Render every one of the entries below as a Markdown table with two columns, No. and Line. Give each line its own row number, and leave out blank lines.

======== Dataset excerpts ========

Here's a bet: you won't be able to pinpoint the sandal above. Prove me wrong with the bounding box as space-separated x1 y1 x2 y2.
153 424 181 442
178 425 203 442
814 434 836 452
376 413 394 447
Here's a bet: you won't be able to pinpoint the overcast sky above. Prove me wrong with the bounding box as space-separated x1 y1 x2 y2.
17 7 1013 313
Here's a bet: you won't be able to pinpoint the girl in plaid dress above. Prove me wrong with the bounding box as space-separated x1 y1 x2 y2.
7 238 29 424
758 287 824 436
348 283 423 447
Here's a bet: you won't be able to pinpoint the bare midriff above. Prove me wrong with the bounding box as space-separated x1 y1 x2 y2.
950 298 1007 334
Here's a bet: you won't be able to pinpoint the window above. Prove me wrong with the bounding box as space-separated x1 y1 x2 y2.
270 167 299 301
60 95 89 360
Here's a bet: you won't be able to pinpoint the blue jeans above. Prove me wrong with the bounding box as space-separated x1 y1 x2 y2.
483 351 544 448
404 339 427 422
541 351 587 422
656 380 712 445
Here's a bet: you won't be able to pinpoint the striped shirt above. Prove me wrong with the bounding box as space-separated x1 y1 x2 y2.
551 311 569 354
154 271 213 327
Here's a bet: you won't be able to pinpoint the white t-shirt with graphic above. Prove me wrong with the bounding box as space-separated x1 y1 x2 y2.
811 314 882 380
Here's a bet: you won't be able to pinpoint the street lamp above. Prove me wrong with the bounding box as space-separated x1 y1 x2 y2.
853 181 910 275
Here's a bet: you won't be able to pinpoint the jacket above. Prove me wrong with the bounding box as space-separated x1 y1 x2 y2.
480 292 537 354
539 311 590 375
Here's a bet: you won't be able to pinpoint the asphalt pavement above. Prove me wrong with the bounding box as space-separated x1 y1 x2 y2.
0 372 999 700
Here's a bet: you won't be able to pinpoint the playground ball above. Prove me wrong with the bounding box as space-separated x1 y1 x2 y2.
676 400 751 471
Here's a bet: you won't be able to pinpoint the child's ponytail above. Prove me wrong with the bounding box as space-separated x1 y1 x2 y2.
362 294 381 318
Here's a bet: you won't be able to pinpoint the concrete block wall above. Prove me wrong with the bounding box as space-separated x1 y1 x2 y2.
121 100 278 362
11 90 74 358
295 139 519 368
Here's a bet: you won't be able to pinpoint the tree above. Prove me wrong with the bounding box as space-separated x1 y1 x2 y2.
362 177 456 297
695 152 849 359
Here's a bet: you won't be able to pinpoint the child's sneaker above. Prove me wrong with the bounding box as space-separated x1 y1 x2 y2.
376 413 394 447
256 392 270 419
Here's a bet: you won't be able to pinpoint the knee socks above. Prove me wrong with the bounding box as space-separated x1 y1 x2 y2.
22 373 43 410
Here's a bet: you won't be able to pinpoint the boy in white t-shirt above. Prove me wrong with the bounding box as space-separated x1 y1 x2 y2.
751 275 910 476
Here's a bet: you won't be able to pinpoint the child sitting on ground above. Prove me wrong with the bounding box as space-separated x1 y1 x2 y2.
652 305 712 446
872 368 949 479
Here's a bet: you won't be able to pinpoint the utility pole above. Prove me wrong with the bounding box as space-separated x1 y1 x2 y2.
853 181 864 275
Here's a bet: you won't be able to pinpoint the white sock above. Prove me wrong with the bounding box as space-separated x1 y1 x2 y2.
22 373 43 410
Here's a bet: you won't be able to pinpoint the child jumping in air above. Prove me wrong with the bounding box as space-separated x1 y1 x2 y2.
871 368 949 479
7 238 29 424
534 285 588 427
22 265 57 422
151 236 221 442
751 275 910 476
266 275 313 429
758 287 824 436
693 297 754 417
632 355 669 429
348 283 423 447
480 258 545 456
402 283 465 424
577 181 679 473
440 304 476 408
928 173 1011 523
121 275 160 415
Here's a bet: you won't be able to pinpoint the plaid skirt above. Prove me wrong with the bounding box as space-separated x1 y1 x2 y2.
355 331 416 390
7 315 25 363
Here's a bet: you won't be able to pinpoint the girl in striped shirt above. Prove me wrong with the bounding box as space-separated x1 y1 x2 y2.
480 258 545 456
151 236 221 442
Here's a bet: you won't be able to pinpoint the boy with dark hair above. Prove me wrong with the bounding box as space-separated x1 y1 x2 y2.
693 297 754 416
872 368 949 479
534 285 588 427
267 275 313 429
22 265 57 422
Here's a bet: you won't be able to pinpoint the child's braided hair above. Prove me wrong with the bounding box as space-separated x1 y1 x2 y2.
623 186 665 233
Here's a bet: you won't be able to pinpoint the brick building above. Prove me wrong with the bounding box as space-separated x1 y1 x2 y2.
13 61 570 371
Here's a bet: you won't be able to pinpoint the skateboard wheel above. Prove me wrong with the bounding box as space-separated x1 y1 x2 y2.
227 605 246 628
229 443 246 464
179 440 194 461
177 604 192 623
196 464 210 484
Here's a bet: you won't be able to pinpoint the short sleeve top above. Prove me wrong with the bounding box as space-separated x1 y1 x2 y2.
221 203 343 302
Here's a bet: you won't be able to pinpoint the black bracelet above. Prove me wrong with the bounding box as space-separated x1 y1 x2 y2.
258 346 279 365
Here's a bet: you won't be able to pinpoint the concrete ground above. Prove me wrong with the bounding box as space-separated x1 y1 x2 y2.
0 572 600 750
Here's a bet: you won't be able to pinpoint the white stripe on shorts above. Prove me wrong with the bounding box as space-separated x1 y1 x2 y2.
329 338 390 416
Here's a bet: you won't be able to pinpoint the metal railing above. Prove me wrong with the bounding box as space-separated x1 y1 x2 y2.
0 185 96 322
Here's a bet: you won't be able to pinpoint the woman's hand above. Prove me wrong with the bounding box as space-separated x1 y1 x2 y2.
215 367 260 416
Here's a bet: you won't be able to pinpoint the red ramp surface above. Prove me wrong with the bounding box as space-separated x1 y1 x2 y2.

========

▶ Answer to this exercise:
| No. | Line |
|---|---|
| 1 | Here's a bet: you won't be able to pinpoint the sandal above. Prove me wrong with the bounding box as space-separated x1 y1 x2 y2. |
| 2 | 153 424 181 442 |
| 3 | 178 425 203 442 |
| 4 | 814 434 836 452 |
| 5 | 376 413 394 447 |
| 6 | Here's a bet: you won't be able to pinpoint the overcast sky above. Prove me wrong with the bounding box as space-separated x1 y1 x2 y2. |
| 7 | 17 7 1013 313 |
| 8 | Here's a bet: you won't be able to pinpoint the girl in plaid dress above. Prove me wrong with the bounding box as space-separated x1 y1 x2 y2. |
| 9 | 7 238 29 424 |
| 10 | 758 287 824 436 |
| 11 | 348 283 423 447 |
| 12 | Here's a bet: you won't be able to pinpoint the bare midriff above. Prove me wrong with the bounding box as space-separated x1 y1 x2 y2. |
| 13 | 950 298 1007 334 |
| 14 | Here's a bet: you won't be able to pinpoint the window above. Prove me wrong with the bounding box as space-separated x1 y1 x2 y2. |
| 15 | 270 167 299 301 |
| 16 | 60 95 89 360 |
| 17 | Here's a bet: you won't be able to pinpoint the blue jeans above. Prove me wrong with the bounding box as space-separated x1 y1 x2 y2. |
| 18 | 483 351 544 448 |
| 19 | 404 339 427 422 |
| 20 | 541 351 587 422 |
| 21 | 656 380 712 445 |
| 22 | Here's a bet: you won't be able to pinpoint the striped shirt above. Prove me wrong with the bounding box as space-separated x1 y1 x2 y2. |
| 23 | 551 311 569 354 |
| 24 | 154 271 213 327 |
| 25 | Here's a bet: you won't be able to pinpoint the white t-shirt with graphic above. Prove me wrong with the bounding box as space-separated x1 y1 x2 y2. |
| 26 | 811 314 882 380 |
| 27 | Here's a bet: you won't be able to pinpoint the street lamp above. Prove me wrong with the bounding box as space-separated x1 y1 x2 y2. |
| 28 | 853 181 910 275 |
| 29 | Here's a bet: you won't be able to pinpoint the jacket above. Prove me wrong with the bounding box as space-separated x1 y1 x2 y2. |
| 30 | 480 292 537 354 |
| 31 | 539 311 590 375 |
| 32 | Here's a bet: you won't be able to pinpoint the asphalt pavement above. Prove me wrong with the bounding box as space-separated x1 y1 x2 y2. |
| 33 | 0 372 999 700 |
| 34 | Here's a bet: you won't be able to pinpoint the playground ball above. Prove me wrong with the bounding box as space-separated x1 y1 x2 y2. |
| 35 | 676 400 751 471 |
| 36 | Here's a bet: you won't be able to pinpoint the child's ponytail above. Prove me wrong with the bounding box as space-separated x1 y1 x2 y2. |
| 37 | 362 294 381 318 |
| 38 | Here's a bet: you won't be able to pinpoint the concrete block wall above. Prove me wrong with the bounding box as space-separated x1 y1 x2 y2. |
| 39 | 121 100 278 362 |
| 40 | 11 90 74 358 |
| 41 | 295 139 519 368 |
| 42 | Here's a bet: you won't be able to pinpoint the tree above. Prove me wrong with the bounding box as space-separated x1 y1 x2 y2. |
| 43 | 362 177 456 297 |
| 44 | 695 152 849 359 |
| 45 | Here's a bet: you won't be able to pinpoint the child's sneaker above. Prove me wrong with the bounding box as space-separated x1 y1 x2 y2. |
| 46 | 376 413 394 447 |
| 47 | 256 392 270 419 |
| 48 | Here's a bet: you won't be able to pinpoint the knee socks above. Prove me wrong with the bounding box as space-separated x1 y1 x2 y2. |
| 49 | 22 373 43 410 |
| 50 | Here's a bet: you won't be able to pinpoint the boy in white t-shirt above. Prove me wrong with the bounding box as space-separated x1 y1 x2 y2. |
| 51 | 751 275 910 476 |
| 52 | Here's a bet: you won't be able to pinpoint the child sitting on ground above. Prove me wrong with the bounding box as space-separated x1 y1 x2 y2. |
| 53 | 652 305 712 446 |
| 54 | 872 368 949 479 |
| 55 | Here's a bet: you won't be able to pinpoint the utility pole above. Prove me wrong with the bounding box as space-separated x1 y1 x2 y2. |
| 56 | 853 181 864 275 |
| 57 | Here's a bet: you won't be able to pinpoint the white sock above. Prove me wrong with the bounding box as space-separated x1 y1 x2 y2. |
| 58 | 22 373 43 410 |
| 59 | Here's a bet: you won't be able to pinpoint the child jumping in air above. Prove me wrong with the bounding box as space-separated x1 y1 x2 y2. |
| 60 | 871 368 949 479 |
| 61 | 7 238 29 424 |
| 62 | 534 285 588 427 |
| 63 | 22 265 57 422 |
| 64 | 151 236 221 442 |
| 65 | 751 275 910 476 |
| 66 | 266 275 313 429 |
| 67 | 758 287 824 436 |
| 68 | 693 297 754 417 |
| 69 | 632 355 669 429 |
| 70 | 348 283 423 447 |
| 71 | 480 258 545 456 |
| 72 | 402 283 465 424 |
| 73 | 577 181 679 473 |
| 74 | 440 304 476 408 |
| 75 | 928 173 1011 523 |
| 76 | 121 275 160 415 |
| 77 | Here's a bet: you won't be able to pinpoint the plaid skirt above. Prove me wrong with the bounding box as space-separated x1 y1 x2 y2. |
| 78 | 355 331 416 390 |
| 79 | 7 315 25 363 |
| 80 | Here's a bet: you won't be able to pinpoint the girl in striped shirt above. Prove me wrong with the bounding box as space-separated x1 y1 x2 y2. |
| 81 | 480 258 545 456 |
| 82 | 151 236 221 442 |
| 83 | Here's a bet: you won't be able to pinpoint the boy with dark hair above. Prove me wrong with the bounding box as space-separated x1 y1 x2 y2. |
| 84 | 693 297 754 416 |
| 85 | 872 368 949 479 |
| 86 | 534 285 588 427 |
| 87 | 267 275 313 429 |
| 88 | 22 265 57 422 |
| 89 | Here's a bet: you won't be able to pinpoint the child's braided hair above. Prove me wrong with the bounding box as space-separated x1 y1 x2 y2. |
| 90 | 623 186 665 233 |
| 91 | Here's a bet: you won't be able to pinpoint the brick building above. Prove me wrong with the bounding box as space-separated x1 y1 x2 y2. |
| 92 | 13 61 570 371 |
| 93 | Here's a bet: you won't be able to pinpoint the skateboard wheel above. Prove me wrong with the bounding box as space-separated x1 y1 x2 y2. |
| 94 | 227 605 246 628 |
| 95 | 229 443 246 464 |
| 96 | 179 440 194 461 |
| 97 | 177 604 192 623 |
| 98 | 196 464 210 484 |
| 99 | Here's a bet: you won't be able to pinpoint the short sleeve top above. Prove me wrong with the bounding box as space-separated x1 y1 x2 y2. |
| 100 | 221 203 343 302 |
| 101 | Here's a bet: you won't be able to pinpoint the black bracelet above. Prove me wrong with the bounding box as space-separated x1 y1 x2 y2. |
| 102 | 258 346 279 365 |
| 103 | Here's a bet: you won't be able to pinpoint the concrete ground above. Prove me wrong with the bounding box as space-separated x1 y1 x2 y2. |
| 104 | 0 572 600 750 |
| 105 | Here's a bet: you won't be able to pinpoint the white stripe on shorts above. Prove me wrong with the bounding box as space-separated x1 y1 x2 y2. |
| 106 | 329 338 390 416 |
| 107 | Here's a bet: you won't be able to pinpoint the metal railing above. Prove me wrong with the bounding box as space-separated x1 y1 x2 y2. |
| 108 | 0 185 96 322 |
| 109 | Here's a bet: you won't be able to pinpoint the woman's hand above. Prove me wrong with the bounding box as space-separated x1 y1 x2 y2. |
| 110 | 215 367 260 416 |
| 111 | Here's a bet: you won't be able to pinpoint the red ramp surface above. Prove me wrong with the bounding box as space-separated x1 y1 x2 y2. |